Problem: In this exercise, return each entry exactly as given.

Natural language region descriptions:
====
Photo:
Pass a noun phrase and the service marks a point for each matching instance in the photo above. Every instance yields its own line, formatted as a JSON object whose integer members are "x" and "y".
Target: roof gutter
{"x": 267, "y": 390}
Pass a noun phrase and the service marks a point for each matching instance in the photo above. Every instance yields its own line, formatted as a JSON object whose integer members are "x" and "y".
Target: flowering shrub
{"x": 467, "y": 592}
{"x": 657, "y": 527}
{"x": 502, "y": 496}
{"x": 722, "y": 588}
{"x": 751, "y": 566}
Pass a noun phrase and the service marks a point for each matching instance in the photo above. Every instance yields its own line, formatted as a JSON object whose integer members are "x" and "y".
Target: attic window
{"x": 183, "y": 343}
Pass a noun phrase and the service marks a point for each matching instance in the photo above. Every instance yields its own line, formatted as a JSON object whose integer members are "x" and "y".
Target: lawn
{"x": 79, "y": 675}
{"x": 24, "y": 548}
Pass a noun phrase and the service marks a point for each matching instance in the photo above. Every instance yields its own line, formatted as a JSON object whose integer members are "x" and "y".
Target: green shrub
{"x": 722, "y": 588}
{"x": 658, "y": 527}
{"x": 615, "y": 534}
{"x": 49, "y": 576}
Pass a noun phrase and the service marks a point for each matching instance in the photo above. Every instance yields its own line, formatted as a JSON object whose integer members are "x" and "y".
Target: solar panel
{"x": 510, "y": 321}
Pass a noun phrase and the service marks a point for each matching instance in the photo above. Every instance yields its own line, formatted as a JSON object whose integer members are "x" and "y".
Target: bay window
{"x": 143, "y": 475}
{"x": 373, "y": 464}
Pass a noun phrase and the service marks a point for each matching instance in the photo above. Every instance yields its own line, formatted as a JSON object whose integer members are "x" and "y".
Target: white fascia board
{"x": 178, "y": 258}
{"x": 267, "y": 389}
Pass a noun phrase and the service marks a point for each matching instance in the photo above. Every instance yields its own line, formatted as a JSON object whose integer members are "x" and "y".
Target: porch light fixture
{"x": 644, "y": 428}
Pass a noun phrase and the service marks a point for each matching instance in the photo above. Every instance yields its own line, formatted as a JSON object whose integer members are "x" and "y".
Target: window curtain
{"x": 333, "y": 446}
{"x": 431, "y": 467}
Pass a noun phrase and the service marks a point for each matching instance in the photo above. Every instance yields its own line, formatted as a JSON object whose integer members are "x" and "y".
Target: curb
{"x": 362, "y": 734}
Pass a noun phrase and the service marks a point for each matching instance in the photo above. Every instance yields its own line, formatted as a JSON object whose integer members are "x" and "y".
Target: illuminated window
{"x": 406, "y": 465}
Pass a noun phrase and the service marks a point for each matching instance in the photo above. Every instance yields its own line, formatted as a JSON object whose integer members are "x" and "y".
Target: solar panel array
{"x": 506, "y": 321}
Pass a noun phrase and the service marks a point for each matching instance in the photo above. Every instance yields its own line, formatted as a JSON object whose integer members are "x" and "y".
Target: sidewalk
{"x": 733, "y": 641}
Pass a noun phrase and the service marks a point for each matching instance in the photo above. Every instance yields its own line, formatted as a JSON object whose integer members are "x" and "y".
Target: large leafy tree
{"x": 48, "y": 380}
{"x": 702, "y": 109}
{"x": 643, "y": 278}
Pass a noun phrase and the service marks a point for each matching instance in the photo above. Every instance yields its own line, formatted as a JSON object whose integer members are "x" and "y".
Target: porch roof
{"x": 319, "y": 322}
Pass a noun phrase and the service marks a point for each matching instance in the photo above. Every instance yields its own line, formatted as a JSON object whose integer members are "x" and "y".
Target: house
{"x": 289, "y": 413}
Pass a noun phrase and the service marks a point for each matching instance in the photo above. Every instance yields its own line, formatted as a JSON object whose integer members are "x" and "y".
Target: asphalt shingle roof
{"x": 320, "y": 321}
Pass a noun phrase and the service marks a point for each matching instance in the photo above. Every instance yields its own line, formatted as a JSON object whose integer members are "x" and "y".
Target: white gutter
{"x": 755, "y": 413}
====
Exercise response:
Photo:
Pass a noun phrase and the service marks a point for each matching instance in the photo above. Every instance yields its own line, formatted as a JSON object whose integer members are "x" and "y".
Target: roof gutter
{"x": 267, "y": 390}
Pass a noun phrase and the service marks a point for each matching instance in the photo above. Every instance yields its own line, formatted as a JSON object whose integer members are "x" and "y".
Target: flowering shrub
{"x": 467, "y": 592}
{"x": 657, "y": 527}
{"x": 502, "y": 496}
{"x": 722, "y": 588}
{"x": 751, "y": 566}
Pass a noun phrase and the service marks a point for each matching instance in the photo above. Every instance yields its own line, formatted as a JSON object whose integer members are "x" and "y".
Target: attic window
{"x": 183, "y": 343}
Pass a noun phrase and the service marks a point for each matching instance in the photo above. Every instance yields its own line, formatted as a JSON object whose integer members are "x" and "y".
Target: lawn
{"x": 79, "y": 675}
{"x": 24, "y": 548}
Pass a noun phrase and the service marks a point for each matching instance in the photo above. Every instance yields its own line, formatted as a JSON object whose integer members are "x" and "y".
Target: green shrub
{"x": 722, "y": 588}
{"x": 658, "y": 527}
{"x": 615, "y": 534}
{"x": 49, "y": 576}
Pass a noun phrase and the service marks a point for each matching instance in the photo above. Every instance yields its own line, formatted as a JSON object whose integer members are "x" and "y".
Target: solar panel
{"x": 510, "y": 321}
Pass a noun phrase and the service marks a point for each matching instance in the photo above. Every instance yields its own line, formatted as a JSON object whose integer members are "x" and "y".
Target: bay window
{"x": 143, "y": 475}
{"x": 373, "y": 464}
Pass a noun phrase and the service marks a point for each matching instance in the photo above. Every instance yields its own line, formatted as a JSON object whose integer members are "x" and "y".
Target: white fascia board
{"x": 178, "y": 258}
{"x": 267, "y": 389}
Pass a noun phrase and the service marks a point for each matching instance in the photo above. Every instance yields its own line, formatted as a JSON object whose integer members are "x" and "y".
Target: porch light fixture
{"x": 644, "y": 428}
Pass a noun phrase and the service marks a point for each matching instance in the photo above. Every instance yields its own line, formatted as a JSON object whose integer members are "x" and "y".
Target: window curtain
{"x": 333, "y": 446}
{"x": 431, "y": 467}
Pass a noun phrase and the service marks a point for each matching instance in the photo above. Every instance yields its own line, formatted as a JSON object whose integer members are "x" and "y".
Target: curb
{"x": 362, "y": 734}
Pass a noun phrase and the service marks a point for each matching instance in the photo above. Every instance yields its own line, formatted as a JSON object whose integer members are "x" and "y".
Target: illuminated window
{"x": 406, "y": 465}
Pass a noun phrase and the service marks a point for each matching instance in the photo above. Every instance yields its own line, formatted as a JSON object whose integer members are "x" and "y".
Target: solar panel array
{"x": 506, "y": 321}
Pass a noun phrase and the service marks a point for each matching instance in the photo above. Every instance yields its own line, formatted as a JSON object whose integer members are "x" and "y".
Target: sidewalk
{"x": 733, "y": 641}
Pass a noun phrase and the service marks a point for each matching instance in the photo above. Every instance yields its own line, formatted as a JSON object whose integer members are "x" and "y".
Target: large leafy tree
{"x": 48, "y": 380}
{"x": 702, "y": 109}
{"x": 643, "y": 278}
Pass a noun phrase and the service marks a point for each matching instance in the photo above. Every instance yields its own line, formatted as a JSON object whose integer members are "x" and "y".
Target: porch roof
{"x": 319, "y": 322}
Pass a noun phrase and the service marks a point for each matching instance in the photo above. Every instance yields its own line, formatted as a JSON object whose integer members are "x" and "y".
Target: house
{"x": 289, "y": 413}
Pass a noun phrase and the service marks a point for each matching instance in the photo above. Every instance yields its own line, formatted as a JSON object whose integer members are "x" and "y".
Target: asphalt shingle roof
{"x": 320, "y": 321}
Pass a noun phrase and the service marks a point for each matching instance in the photo above. Every instance yields its own line, formatted as a JSON object whose integer members are "x" and "y".
Target: white gutter
{"x": 755, "y": 413}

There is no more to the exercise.